── TEXTE SOURCE ──
Jean-Jacques Servan-Schreiber

Le fondateur de L’Express s’est éteint le 7 novembre, à l’âge de 82 ans.

Publié le 13 novembre 2006 Lecture : 3 minutes.

Jean-Jacques Servan-Schreiber est mort dans la nuit du 6 au 7 novembre, à l’hôpital de Fécamp, en Normandie. Il était âgé de 82 ans.
En quatrième couverture de l’autobiographie qu’il a publiée en 1991, Passions (Fixot), on peut lire : « Reçu à Polytechnique, il quitte Paris occupé pour rejoindre à 19 ans les forces de la France libre. À 20 ans, il est pilote de chasse entraîné par l’aviation américaine. À 24 ans, Hubert Beuve-Méry lui offre de publier son premier article à la une du Monde. À 26 ans, il devient le collaborateur et l’ami de Pierre Mendès France. À 29 ans, il crée L’Express avec Françoise Giroud. »
Les premiers numéros de L’Express sont proposés en mai 1953 comme un supplément hebdomadaire des Échos, le quotidien économique fondé en 1908 par les frères Robert et Émile Schreiber, l’oncle et le père de Jean-Jacques, « nobles et brillants ancêtres d’une illustre famille ».
La raison d’être de ce premier Express, acteur majeur de la vie politique et culturelle française dans les années 1960, sera le combat anticolonialiste, de l’Indochine à l’Algérie, un combat qui vaudra à l’hebdomadaire de nombreuses saisies. Politiquement, « JJSS » soutient « PMF » – Pierre Mendès France – et contribue en 1954 à son accès à la présidence du Conseil. Suivront les accords de Genève sur l’Indochine et l’autonomie interne reconnue à la Tunisie. JJSS lui-même est rappelé en Algérie : il racontera son expérience dans Lieutenant en Algérie. Journalistiquement, le succès de L’Express est tel qu’il suscite une bonne dizaine d’imitations.
───
── LIGNES ──
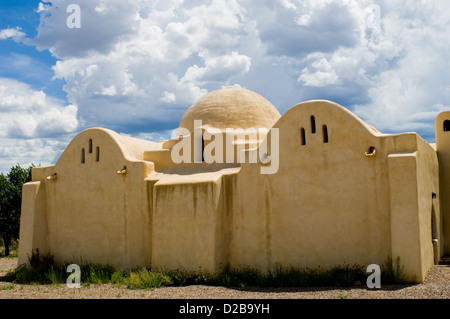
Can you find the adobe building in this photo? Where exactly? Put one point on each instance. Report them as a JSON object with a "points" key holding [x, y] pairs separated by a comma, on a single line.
{"points": [[341, 192]]}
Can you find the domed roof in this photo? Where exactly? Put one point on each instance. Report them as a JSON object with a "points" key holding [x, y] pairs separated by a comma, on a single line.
{"points": [[231, 108]]}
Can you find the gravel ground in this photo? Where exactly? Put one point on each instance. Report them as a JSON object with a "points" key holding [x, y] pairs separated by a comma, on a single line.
{"points": [[435, 286]]}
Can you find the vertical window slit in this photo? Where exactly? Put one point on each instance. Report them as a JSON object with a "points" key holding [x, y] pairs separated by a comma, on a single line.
{"points": [[303, 136], [325, 134], [447, 126], [313, 124]]}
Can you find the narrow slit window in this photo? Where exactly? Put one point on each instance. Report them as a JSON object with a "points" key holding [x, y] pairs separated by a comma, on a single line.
{"points": [[203, 149], [447, 126], [303, 136], [325, 134], [313, 125]]}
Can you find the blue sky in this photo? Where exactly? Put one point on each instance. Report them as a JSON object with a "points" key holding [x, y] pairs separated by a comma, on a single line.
{"points": [[135, 66]]}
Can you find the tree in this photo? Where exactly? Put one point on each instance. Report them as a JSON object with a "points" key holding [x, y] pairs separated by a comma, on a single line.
{"points": [[11, 202]]}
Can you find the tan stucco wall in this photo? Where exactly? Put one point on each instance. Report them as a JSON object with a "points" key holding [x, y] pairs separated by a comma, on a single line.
{"points": [[93, 213], [443, 152]]}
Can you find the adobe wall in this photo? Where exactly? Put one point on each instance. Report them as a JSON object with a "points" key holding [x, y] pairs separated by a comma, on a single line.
{"points": [[91, 212]]}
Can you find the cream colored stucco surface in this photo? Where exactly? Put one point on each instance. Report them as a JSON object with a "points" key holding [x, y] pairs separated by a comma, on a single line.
{"points": [[343, 193]]}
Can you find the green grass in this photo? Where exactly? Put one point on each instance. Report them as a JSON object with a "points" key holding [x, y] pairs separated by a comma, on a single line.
{"points": [[43, 270]]}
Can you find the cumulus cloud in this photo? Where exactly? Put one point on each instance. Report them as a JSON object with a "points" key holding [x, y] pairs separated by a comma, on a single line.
{"points": [[15, 34], [27, 113], [34, 128], [136, 66]]}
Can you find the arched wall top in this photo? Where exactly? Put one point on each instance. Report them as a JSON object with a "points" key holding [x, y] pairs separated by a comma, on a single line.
{"points": [[129, 148]]}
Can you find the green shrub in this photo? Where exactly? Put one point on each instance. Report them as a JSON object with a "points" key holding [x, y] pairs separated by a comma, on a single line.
{"points": [[145, 279]]}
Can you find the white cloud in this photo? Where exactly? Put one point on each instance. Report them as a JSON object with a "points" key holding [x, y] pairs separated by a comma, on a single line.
{"points": [[136, 65], [27, 113], [34, 128]]}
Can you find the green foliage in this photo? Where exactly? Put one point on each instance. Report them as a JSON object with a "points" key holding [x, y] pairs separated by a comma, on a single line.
{"points": [[145, 279], [43, 270], [10, 203], [393, 272]]}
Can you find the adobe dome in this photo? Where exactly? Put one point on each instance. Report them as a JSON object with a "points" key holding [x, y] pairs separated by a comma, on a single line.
{"points": [[231, 108]]}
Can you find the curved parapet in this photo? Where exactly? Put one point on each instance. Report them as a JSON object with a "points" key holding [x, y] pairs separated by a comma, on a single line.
{"points": [[93, 201], [94, 139], [442, 127]]}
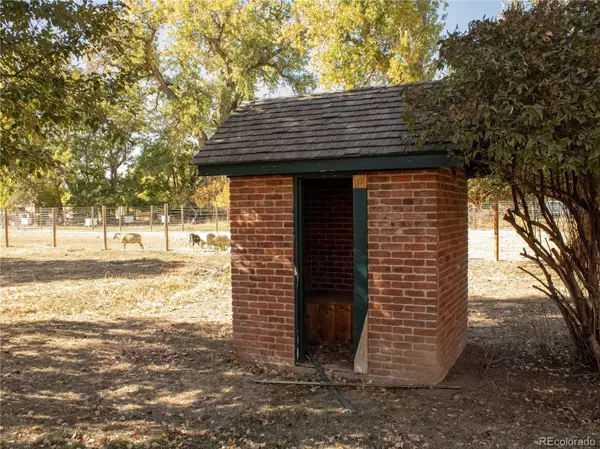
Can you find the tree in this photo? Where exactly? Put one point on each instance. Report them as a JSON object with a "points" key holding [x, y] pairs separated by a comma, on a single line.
{"points": [[99, 159], [487, 189], [522, 95], [214, 193], [370, 42], [47, 85], [219, 52]]}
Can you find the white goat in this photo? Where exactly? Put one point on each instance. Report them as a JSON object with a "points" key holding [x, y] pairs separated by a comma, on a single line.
{"points": [[128, 238]]}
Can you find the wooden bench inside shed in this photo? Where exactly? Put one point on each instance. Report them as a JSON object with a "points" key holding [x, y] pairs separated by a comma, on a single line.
{"points": [[329, 317]]}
───
• **CONSIGNES**
(1) D'après l'article sur Jean-Jacques Servan-Schreiber, à quel âge a-t-il créé L'Express, et avec qui ?
(2) Recopiez à l'identique, dans l'article sur Jean-Jacques Servan-Schreiber, le passage qui va de « Le fondateur de » jusqu'à « âgé de 82 ans. ».

• **RÉPONSES ATTENDUES**
(1) À 29 ans, avec Françoise Giroud.

(2)
Le fondateur de L’Express s’est éteint le 7 novembre, à l’âge de 82 ans.

Publié le 13 novembre 2006 Lecture : 3 minutes.

Jean-Jacques Servan-Schreiber est mort dans la nuit du 6 au 7 novembre, à l’hôpital de Fécamp, en Normandie. Il était âgé de 82 ans.